• _Problem to work on_:
Present every line of the entries below as a numbered list and omit any blank lines.

(Records contained in a dataset)
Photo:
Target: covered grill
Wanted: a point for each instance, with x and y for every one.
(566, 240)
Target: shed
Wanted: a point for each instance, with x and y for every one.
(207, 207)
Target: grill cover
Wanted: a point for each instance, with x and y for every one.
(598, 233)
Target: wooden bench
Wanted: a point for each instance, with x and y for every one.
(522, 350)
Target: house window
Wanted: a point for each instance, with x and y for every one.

• _Problem solution_:
1. Photo:
2. Target: covered grill
3. Wanted: a point for each instance, with x and y for every one.
4. (566, 240)
5. Target: shed
6. Wanted: a point for each instance, with x and y for every one.
7. (207, 207)
8. Target: grill cover
9. Wanted: a point for each instance, with x and y for every one.
10. (598, 233)
11. Target: wooden bench
12. Wanted: a point for each instance, with x and y for every one.
13. (522, 350)
14. Target: house window
15. Wanted: a point for each instance, with x and y for every one.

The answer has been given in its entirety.